---- Extract to read
AUDIE CORNISH, HOST:

Iraq's prime minister says his country wants U.S. troops to leave. He told his cabinet today there's no other way to defuse tensions in the region. What's more, he says, Iraq has the forces to fight ISIS, which is the primary reason why the U.S. is in Iraq these days. For some thoughts on that, I spoke earlier with retired Lt. Gen. Sean MacFarland. He commanded U.S. forces fighting ISIS in 2015 and 2016.

SEAN MACFARLAND: I think that is a wildly optimistic statement by the Prime Minister. Remember, part of the reason that ISIS got its feet under it was into the absence of U.S. forces. And the Iraqi security forces have improved. I just don't think that they're quite ready to take the fight on their own right now and hold ISIS in abeyance.

CORNISH: Can you give us some examples or consequences if the U.S. fight against ISIS is disrupted over this situation?

MACFARLAND: Well, obviously, the training advising - you know, the thing to remember is one of the most effective forces against ISIS was the counterterrorism service, the CTS. They were the shock troops. They were the forces that led virtually every operation against ISIS. Without that relationship with us, the Iraqis are taking a huge gamble as far as our ability to continue to fight a terrorist threat like ISIS.

The other example I would say is that the U.S. is able to marshal international coalition members and apply pressure to ISIS across Iraq and Syria and around the world, really. I mean, there's really no place ISIS can run and hide from the long arm of the U.S.-led coalition. Without the United States being able to provide the framework for that coalition and without its ability to operate in Iraq, the Iraqis are going to be at a huge disadvantage vis a vis any successor organization that might replace ISIS or whether ISIS itself comes back.

CORNISH: I want to ask you about the killing of the Iranian General Qassem Soleimani. When you were heading anti-ISIS efforts, was there serious talk of doing something like this, taking this kind of action?
--------
---- Dataset content
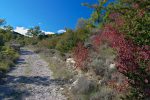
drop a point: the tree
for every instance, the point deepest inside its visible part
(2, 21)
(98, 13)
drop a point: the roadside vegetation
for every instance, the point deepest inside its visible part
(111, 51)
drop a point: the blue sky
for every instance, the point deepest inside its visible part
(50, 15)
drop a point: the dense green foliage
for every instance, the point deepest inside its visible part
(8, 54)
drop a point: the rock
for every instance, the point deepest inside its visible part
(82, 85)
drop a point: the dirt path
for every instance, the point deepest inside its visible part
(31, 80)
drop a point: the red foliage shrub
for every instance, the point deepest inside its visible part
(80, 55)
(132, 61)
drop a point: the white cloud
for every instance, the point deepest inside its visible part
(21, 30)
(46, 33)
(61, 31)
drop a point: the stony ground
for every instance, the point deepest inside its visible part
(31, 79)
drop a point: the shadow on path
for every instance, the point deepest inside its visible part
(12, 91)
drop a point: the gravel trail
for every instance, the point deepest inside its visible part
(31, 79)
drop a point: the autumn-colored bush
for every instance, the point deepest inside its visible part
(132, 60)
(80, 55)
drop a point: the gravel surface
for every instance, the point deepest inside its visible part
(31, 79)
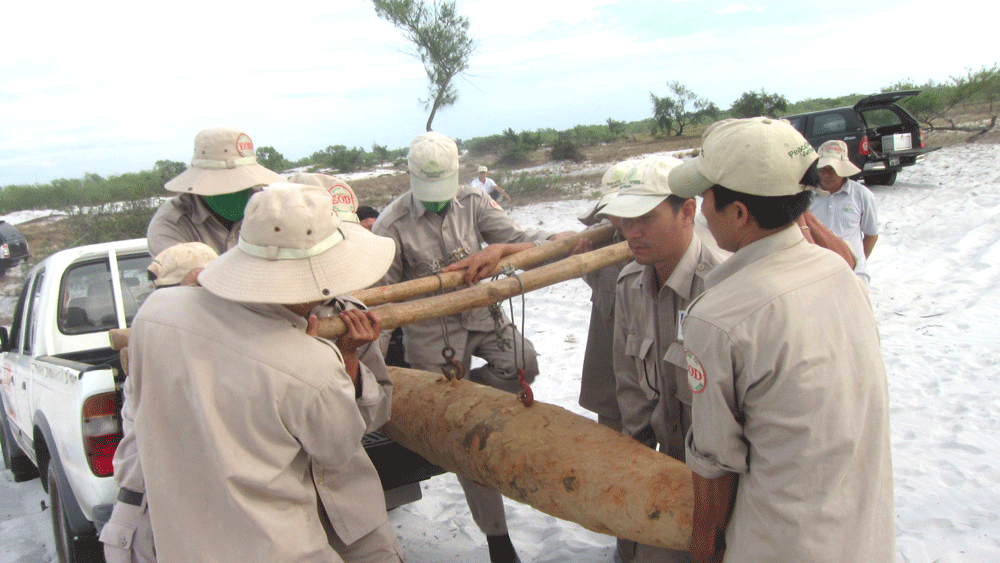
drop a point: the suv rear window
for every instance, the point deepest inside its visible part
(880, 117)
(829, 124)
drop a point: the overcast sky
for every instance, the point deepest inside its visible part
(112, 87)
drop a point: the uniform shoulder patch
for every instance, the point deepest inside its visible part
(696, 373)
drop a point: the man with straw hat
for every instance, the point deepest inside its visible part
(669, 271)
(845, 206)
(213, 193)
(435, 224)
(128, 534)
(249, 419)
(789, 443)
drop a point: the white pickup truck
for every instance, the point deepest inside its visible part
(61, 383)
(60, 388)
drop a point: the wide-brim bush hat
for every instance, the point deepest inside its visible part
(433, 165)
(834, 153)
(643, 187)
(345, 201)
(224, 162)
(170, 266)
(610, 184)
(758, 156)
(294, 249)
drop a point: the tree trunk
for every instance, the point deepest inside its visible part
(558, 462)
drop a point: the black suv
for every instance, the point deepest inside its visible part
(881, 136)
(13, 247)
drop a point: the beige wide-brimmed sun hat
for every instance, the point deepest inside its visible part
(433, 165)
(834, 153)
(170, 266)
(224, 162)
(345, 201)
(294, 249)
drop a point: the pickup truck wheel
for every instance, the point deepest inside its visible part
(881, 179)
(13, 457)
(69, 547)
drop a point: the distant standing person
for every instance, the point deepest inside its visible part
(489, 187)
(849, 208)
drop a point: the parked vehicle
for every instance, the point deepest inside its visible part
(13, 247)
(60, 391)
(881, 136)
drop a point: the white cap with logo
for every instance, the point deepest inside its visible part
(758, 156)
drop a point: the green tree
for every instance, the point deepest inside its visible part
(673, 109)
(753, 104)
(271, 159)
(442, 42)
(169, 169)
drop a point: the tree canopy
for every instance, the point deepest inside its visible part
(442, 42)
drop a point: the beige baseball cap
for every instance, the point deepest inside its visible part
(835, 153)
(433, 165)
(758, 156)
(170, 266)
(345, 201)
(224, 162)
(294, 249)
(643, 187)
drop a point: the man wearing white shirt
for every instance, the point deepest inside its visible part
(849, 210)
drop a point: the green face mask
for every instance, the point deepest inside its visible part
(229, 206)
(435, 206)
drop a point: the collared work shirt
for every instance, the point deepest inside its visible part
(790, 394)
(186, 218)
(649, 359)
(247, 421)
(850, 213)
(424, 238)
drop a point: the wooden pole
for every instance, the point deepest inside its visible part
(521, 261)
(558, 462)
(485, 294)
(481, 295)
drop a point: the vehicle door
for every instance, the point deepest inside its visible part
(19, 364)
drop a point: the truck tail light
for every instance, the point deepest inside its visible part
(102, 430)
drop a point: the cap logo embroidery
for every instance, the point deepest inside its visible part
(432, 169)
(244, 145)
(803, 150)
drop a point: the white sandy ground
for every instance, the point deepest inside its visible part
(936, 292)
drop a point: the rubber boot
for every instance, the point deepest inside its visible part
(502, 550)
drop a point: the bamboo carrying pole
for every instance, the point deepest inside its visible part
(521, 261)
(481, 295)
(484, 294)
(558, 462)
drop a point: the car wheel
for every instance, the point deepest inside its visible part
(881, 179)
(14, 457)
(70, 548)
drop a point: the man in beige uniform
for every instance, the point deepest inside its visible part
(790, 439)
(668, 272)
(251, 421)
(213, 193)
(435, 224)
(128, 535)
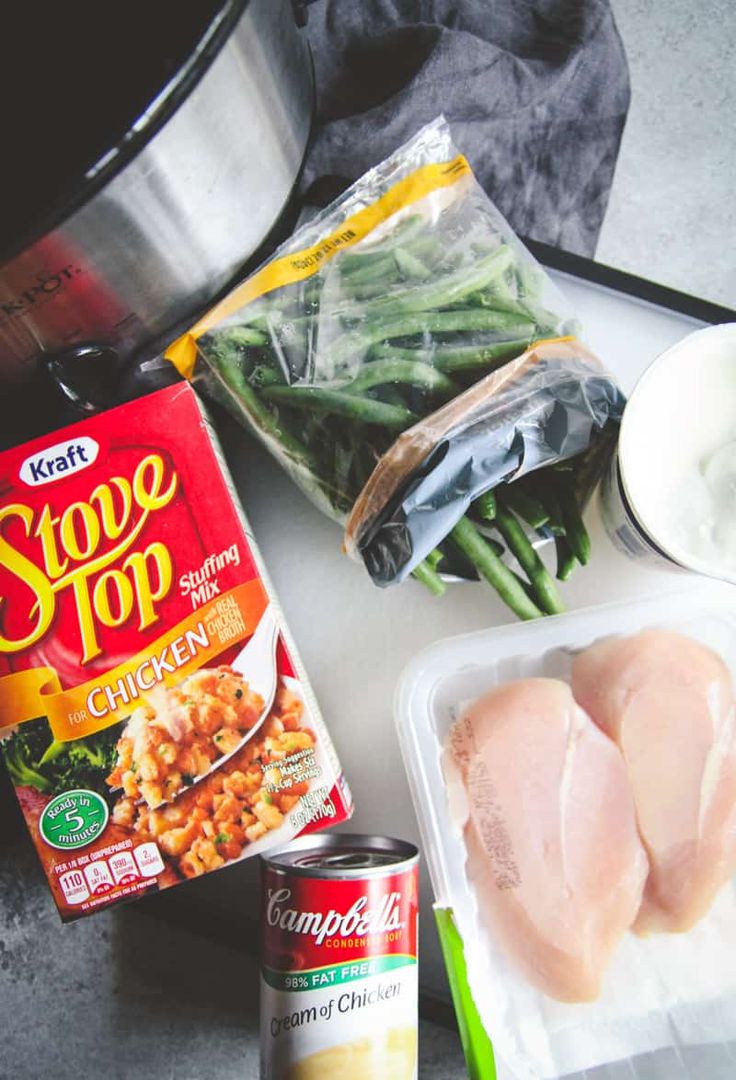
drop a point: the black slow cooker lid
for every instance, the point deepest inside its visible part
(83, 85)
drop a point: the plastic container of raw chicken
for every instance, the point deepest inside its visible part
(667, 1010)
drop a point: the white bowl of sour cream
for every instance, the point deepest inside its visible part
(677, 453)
--------
---- Dataset content
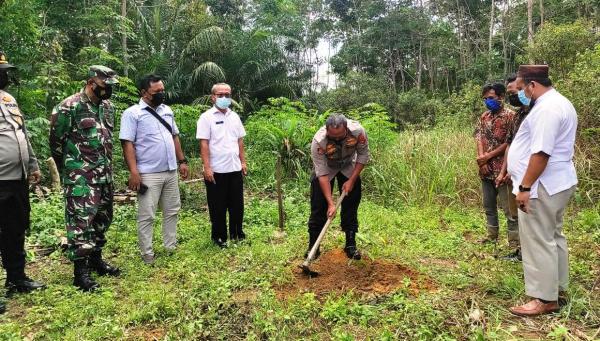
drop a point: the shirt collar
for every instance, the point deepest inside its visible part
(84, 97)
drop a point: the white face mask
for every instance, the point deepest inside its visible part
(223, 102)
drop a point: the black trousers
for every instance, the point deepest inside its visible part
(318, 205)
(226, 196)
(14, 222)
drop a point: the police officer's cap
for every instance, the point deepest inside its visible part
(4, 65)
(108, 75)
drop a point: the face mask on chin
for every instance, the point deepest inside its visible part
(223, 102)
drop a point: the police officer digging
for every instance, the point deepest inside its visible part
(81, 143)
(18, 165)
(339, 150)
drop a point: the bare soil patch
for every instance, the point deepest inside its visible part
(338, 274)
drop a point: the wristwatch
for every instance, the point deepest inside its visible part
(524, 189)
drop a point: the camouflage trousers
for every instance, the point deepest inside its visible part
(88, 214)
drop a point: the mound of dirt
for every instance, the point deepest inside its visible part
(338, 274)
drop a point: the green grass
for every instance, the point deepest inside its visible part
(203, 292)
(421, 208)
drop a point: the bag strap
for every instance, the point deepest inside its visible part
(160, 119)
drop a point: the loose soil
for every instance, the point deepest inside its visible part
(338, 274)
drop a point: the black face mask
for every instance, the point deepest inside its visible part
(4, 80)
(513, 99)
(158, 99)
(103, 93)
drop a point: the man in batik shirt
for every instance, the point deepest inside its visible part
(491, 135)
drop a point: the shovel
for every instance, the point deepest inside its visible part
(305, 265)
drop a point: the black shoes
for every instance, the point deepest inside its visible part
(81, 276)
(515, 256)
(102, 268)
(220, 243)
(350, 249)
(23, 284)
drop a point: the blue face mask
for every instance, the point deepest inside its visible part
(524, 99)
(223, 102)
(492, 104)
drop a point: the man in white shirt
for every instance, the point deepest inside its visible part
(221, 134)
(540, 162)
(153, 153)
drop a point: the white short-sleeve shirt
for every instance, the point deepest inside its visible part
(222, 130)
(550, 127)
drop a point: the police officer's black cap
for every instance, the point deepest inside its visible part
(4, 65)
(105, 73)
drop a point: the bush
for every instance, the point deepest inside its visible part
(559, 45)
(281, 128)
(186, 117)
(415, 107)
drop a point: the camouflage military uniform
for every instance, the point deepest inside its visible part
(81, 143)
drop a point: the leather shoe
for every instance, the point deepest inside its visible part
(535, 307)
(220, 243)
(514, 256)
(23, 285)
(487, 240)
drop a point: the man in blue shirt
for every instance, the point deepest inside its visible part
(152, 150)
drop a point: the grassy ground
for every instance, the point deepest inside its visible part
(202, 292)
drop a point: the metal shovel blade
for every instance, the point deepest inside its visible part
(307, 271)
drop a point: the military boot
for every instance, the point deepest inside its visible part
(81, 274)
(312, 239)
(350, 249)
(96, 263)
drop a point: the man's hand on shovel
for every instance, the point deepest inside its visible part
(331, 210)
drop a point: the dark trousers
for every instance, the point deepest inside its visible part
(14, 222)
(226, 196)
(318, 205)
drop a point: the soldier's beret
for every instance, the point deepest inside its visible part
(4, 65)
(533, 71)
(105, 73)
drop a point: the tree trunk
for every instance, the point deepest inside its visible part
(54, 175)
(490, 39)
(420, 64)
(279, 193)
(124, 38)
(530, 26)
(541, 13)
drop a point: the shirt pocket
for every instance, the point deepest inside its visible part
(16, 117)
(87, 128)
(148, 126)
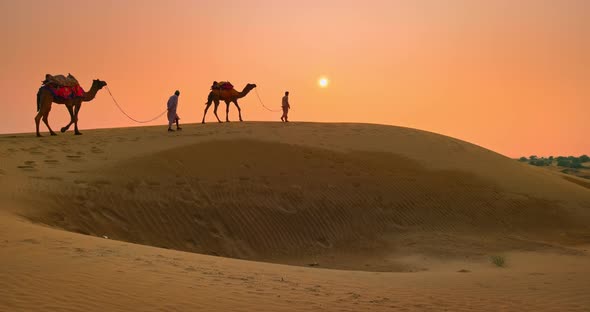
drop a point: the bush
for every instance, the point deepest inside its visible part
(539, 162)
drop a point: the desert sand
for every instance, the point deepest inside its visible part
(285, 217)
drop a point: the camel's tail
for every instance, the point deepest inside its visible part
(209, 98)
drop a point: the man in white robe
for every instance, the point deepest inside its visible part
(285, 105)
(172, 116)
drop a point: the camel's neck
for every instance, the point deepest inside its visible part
--------
---- Dataset content
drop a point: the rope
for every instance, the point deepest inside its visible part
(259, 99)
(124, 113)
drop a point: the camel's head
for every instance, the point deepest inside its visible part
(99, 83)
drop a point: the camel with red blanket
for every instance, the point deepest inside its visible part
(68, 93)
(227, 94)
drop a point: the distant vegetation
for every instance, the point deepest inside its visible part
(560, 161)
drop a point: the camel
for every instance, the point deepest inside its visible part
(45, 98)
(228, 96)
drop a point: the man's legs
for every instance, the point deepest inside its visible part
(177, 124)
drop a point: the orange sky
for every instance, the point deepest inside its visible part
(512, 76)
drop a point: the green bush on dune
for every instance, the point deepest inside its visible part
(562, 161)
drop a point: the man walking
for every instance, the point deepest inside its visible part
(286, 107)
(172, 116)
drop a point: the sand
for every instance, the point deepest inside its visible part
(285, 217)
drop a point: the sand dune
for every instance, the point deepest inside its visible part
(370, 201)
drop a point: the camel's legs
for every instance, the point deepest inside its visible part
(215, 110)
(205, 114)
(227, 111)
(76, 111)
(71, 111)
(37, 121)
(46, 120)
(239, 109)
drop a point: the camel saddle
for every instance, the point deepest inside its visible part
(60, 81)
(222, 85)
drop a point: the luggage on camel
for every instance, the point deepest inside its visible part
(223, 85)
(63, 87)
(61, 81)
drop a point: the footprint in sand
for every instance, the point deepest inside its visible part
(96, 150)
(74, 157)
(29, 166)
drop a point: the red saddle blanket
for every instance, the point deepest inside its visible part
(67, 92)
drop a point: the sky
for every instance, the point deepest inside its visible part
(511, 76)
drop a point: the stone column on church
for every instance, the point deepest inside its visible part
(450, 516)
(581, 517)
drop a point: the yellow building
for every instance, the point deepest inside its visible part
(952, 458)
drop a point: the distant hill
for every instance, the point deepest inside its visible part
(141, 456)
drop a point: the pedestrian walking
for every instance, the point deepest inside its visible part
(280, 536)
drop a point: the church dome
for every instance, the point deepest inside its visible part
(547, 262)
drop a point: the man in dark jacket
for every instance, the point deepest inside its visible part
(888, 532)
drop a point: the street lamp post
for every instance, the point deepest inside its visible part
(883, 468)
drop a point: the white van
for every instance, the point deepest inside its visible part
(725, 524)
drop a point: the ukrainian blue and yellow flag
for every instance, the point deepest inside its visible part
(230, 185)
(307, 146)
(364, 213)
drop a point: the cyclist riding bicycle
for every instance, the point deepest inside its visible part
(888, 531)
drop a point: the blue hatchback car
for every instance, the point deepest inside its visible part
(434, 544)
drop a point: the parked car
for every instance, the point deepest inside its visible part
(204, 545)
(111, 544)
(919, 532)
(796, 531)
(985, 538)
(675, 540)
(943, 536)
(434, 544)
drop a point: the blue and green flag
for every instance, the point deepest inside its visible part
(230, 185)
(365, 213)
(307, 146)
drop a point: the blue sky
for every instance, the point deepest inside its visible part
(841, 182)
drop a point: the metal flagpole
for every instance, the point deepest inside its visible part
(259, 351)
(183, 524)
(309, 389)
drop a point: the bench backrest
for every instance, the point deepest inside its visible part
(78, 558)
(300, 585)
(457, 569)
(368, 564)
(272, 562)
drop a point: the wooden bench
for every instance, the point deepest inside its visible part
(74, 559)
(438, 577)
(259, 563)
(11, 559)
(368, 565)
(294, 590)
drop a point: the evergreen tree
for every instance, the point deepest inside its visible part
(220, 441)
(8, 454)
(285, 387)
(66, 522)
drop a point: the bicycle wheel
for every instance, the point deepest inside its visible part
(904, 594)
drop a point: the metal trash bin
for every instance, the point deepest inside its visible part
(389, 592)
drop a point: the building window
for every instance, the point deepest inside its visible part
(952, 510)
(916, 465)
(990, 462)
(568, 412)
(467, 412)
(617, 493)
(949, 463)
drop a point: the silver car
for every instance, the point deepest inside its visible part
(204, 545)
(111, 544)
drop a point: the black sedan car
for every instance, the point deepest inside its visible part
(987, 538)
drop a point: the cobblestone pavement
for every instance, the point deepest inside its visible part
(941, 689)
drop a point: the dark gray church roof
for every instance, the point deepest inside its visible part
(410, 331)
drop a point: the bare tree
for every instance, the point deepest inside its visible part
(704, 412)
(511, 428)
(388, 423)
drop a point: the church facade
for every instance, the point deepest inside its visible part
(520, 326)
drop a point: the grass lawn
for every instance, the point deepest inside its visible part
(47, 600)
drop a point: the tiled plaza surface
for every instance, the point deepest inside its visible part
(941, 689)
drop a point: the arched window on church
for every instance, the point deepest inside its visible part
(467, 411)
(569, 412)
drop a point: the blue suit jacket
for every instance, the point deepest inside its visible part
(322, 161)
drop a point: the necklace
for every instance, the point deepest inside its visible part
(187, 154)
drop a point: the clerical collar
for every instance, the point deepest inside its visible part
--------
→ **The task**
Please state the years in which Sean MacFarland commanded U.S. forces fighting ISIS, according to the interview transcript. This data has no connection to the interview transcript.

→ **Written solution**
2015 and 2016.